_What you need to do_
Copy the listing below word for word, keeping every line in its original order.

━━━━━ Supplied material ━━━━━

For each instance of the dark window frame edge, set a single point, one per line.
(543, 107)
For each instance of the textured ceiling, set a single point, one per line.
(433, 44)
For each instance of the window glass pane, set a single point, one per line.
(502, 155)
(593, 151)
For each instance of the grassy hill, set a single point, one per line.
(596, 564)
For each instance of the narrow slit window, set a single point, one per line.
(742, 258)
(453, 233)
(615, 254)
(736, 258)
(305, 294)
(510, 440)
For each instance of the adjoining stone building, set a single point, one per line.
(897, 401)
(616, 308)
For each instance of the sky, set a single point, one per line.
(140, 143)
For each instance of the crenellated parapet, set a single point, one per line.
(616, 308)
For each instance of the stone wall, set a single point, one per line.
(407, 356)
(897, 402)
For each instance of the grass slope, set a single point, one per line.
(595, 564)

━━━━━

_Exercise answer_
For each instance of the dark window frame edge, set a single point, one per line.
(543, 107)
For each instance of the textured ceiling, set a single point, one per line.
(433, 44)
For each instance of the window glass pane, set a single point, one per line.
(502, 155)
(593, 151)
For each instance of the grassy hill, set a single point, one per line.
(596, 564)
For each instance of the narrow slit window, set a single point, one per line.
(742, 258)
(453, 233)
(615, 254)
(736, 258)
(305, 294)
(510, 440)
For each instance of the adjoining stone building, set a single point, one per line.
(897, 401)
(616, 308)
For each instance of the sky, set a single point, one per line.
(140, 143)
For each instance of the crenellated parapet, set a single point, one per line.
(616, 308)
For each instance of the stone wall, set a single point, one per line.
(407, 356)
(897, 402)
For each instance of the grass slope, set a single point, one per line.
(595, 564)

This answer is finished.